- Location: Washington, D.C.
- Appeals from: District of Potomac; District of Columbia;
- Established: February 27, 1801
- Abolished: March 3, 1863
- Judges: 3

= United States Circuit Court of the District of Columbia =

US federal court from 1801 to 1863

The United States Circuit Court of the District of Columbia (in case citations, C.C.D.C.) was a United States federal court which existed from 1801 to 1863. The court was created by the District of Columbia Organic Act of 1801.

==History==
The D.C. circuit court was not one of the United States circuit courts established by the Judiciary Act of 1789. The Circuit Court of the District of Columbia was established on February 27, 1801 by the District of Columbia Organic Act of 1801, 2 Stat. 103, which authorized one chief judge and two assistant judges who were to serve during good behavior. Congress granted the court the same powers as the U.S. circuit courts as well as local civil and criminal jurisdiction within the District of Columbia. On March 3, 1801, by 2 Stat. 123, Congress authorized the chief judge of the Circuit Court of the District of Columbia to hold the United States District Court for the District of Potomac, but this jurisdiction was short lived. On March 8, 1802, by 2 Stat. 132, the Potomac District was abolished, effective July 1, 1802. Shortly thereafter, on April 29, 1802, by 2 Stat. 156, the Judiciary Act of 1802 established the United States District Court for the District of Columbia and specified that the court would have the same jurisdiction and powers as the U.S. district courts. The act authorized the chief judge of the Circuit Court of the District of Columbia to preside in the district court.

**DATA SHOWN**

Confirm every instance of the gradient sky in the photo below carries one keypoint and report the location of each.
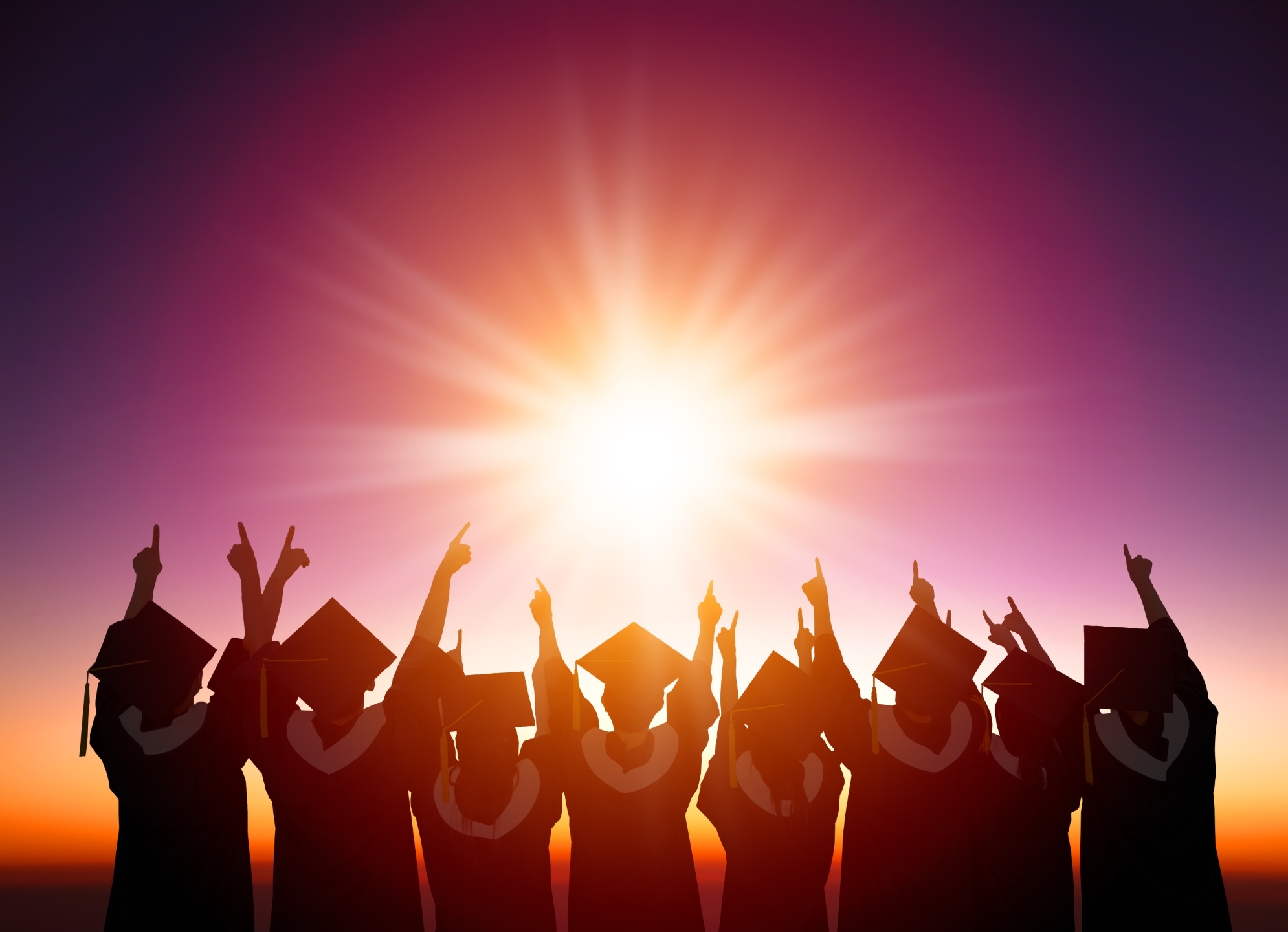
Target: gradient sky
(997, 291)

**TASK SET**
1. From the D.C. circuit court text, please answer these questions:
(a) How many judges did the court have?
(b) Which act created the court?
(c) On what date did the abolition of the Potomac District take effect?
2. Rename "C.C.D.C." as "CCDC" in the D.C. circuit court text, and write out the passage starting with "- Appeals from: District" and going on through "Act of 1801.".

**ANSWER SET**
1.
(a) 3
(b) The District of Columbia Organic Act of 1801
(c) July 1, 1802

2.
- Appeals from: District of Potomac; District of Columbia;
- Established: February 27, 1801
- Abolished: March 3, 1863
- Judges: 3

= United States Circuit Court of the District of Columbia =

US federal court from 1801 to 1863

The United States Circuit Court of the District of Columbia (in case citations, CCDC) was a United States federal court which existed from 1801 to 1863. The court was created by the District of Columbia Organic Act of 1801.